Extract provided START

Fresh sea spray turns 'sour' after being airborne
Aerosols are everywhere. These tiny liquid or solid particles populate the atmosphere, emerging from natural and artificial sources like volcanoes and oceans, and fossil fuels and agriculture. Ranging in size from less than the width of the smallest viruses to roughly the diameter of a human hair, aerosols are mighty in their impact on climate and human health.
Aerosols also can be described as warming, as in dark soot, or cooling, as in sea spray. UC San Diego Distinguished Professor of Chemistry and Biochemistry Vicki Grassian and graduate student Kyle Angle studied the cool version, showing that sea spray aerosols become more acidic within two minutes of their creation.
Sea spray aerosols are born when bubbles burst and waves crash at the ocean's surface. Before this study scientists thought that the watery particles, once produced, took their time—days or weeks—to turn "sour." But Grassian and Angle, along with a team of researchers from the Center for Aerosol Impacts on Chemistry of the Environment (CAICE), including researchers from UC San Diego, Colorado State University, University of Wisconsin-Madison and UC Davis, demonstrated that aerosol acidity also depends on size—smaller particles are more acidic than larger ones.

Extract provided END

Exercise requirements –
1. Copy the sea spray article again, starting at "Fresh sea spray" and ending at "and human health.", and swap "volcanoes" for "wildfires".
2. Resume the article on sea spray acidity from where it stops.

Extracted data START

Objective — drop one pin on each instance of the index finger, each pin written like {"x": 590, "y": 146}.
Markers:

Extracted data END
Extracted data START

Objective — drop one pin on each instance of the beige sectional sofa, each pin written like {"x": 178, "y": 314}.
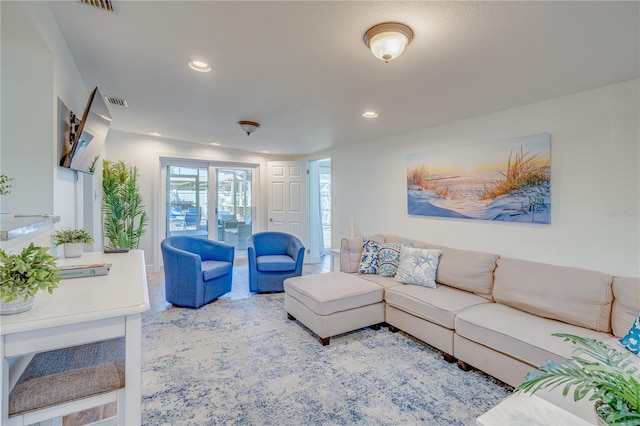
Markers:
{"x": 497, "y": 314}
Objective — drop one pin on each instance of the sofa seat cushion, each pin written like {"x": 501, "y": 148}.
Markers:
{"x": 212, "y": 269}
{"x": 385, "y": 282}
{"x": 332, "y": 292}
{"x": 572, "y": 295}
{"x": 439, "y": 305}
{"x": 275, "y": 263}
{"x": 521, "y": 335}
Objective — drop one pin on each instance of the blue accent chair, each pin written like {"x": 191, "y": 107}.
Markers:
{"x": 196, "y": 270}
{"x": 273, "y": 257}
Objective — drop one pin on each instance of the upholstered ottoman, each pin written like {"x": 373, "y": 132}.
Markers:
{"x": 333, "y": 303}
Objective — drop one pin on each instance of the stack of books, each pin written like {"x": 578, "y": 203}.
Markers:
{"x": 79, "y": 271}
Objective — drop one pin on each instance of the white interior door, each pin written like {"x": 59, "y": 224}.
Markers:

Extracted data END
Extracted data START

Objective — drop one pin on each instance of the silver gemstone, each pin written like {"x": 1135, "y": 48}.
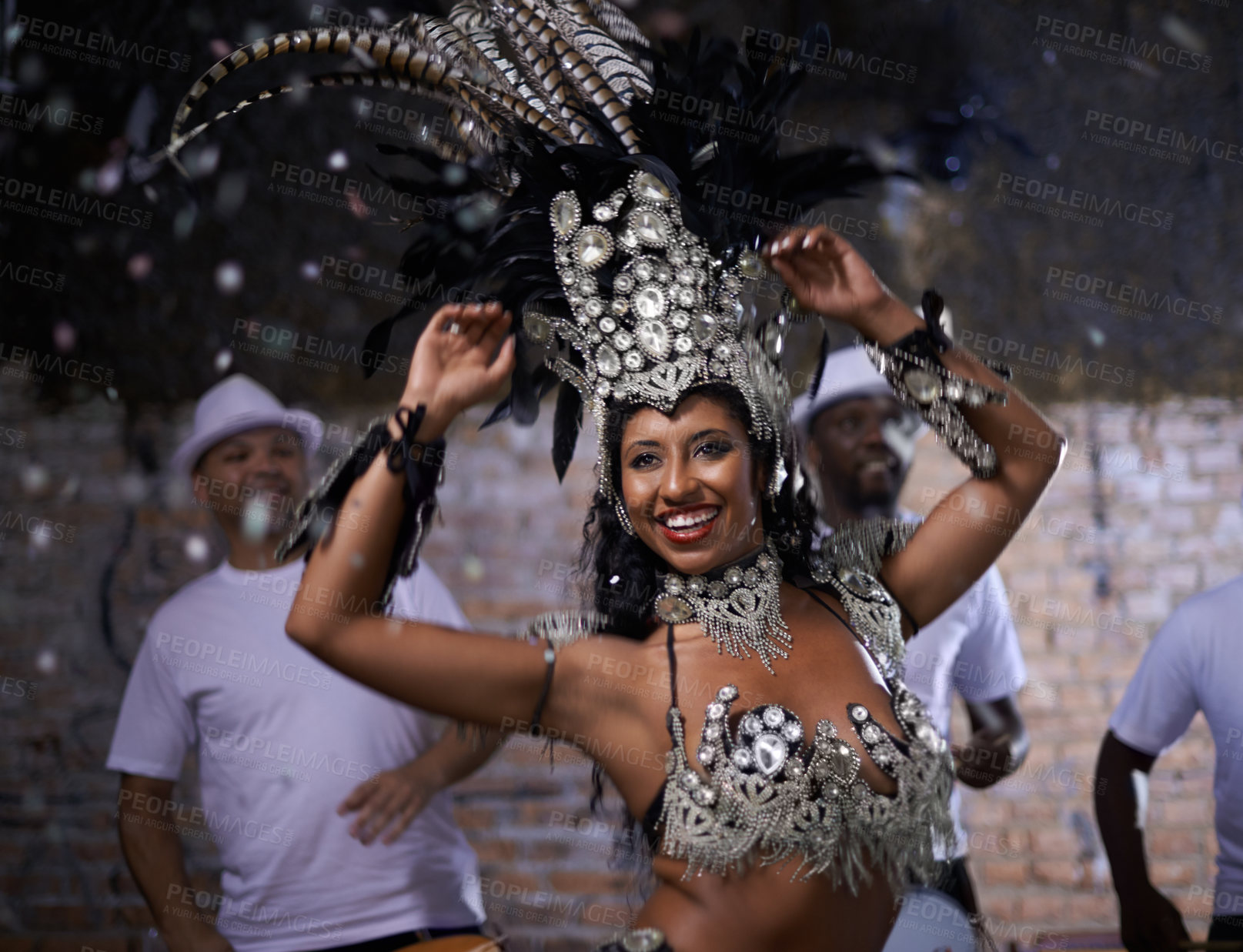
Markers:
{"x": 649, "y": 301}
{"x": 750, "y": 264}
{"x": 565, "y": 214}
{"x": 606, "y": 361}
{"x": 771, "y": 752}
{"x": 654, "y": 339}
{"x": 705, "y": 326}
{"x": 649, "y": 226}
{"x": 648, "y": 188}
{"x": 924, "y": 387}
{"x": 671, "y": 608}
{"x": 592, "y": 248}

Extracted data END

Responses to the exercise –
1.
Fresh sea spray turns 'sour' after being airborne
Aerosols are everywhere. These tiny liquid or solid particles populate the atmosphere, emerging from natural and artificial sources like wildfires and oceans, and fossil fuels and agriculture. Ranging in size from less than the width of the smallest viruses to roughly the diameter of a human hair, aerosols are mighty in their impact on climate and human health.

2.
"The smallest particles become 100,000 times more acidic than the ocean within two minutes," said Angle, first author of the paper published online in the journal Proceedings of the National Academy of Sciences. "I expected this to happen for particles that had been interacting with pollution for days, but seeing it for fresh sea spray was an interesting finding."
The finding, according to Angle, is chemically important because the properties and reactivity of aerosols change with particle acidity. For example, the harmful pollutant sulfur dioxide is oxidized to sulfate more quickly at the interface of acidic aerosols. The sulfate can go on to act as a cloud seed in the atmosphere. The scientific community, therefore, seeks to understand these transformations in order to predict cloud formation and ultimately understand climate change.
For the broader public, these results have important implications for air quality. "More acidic particles can increase lung stress, so we must understand the causes of acidic aerosols," Angle said.
The litmus test
The basics of conducting this research, like in high school chemistry labs, involved the litmus test, used to determine if a substance is acidic or basic/alkaline.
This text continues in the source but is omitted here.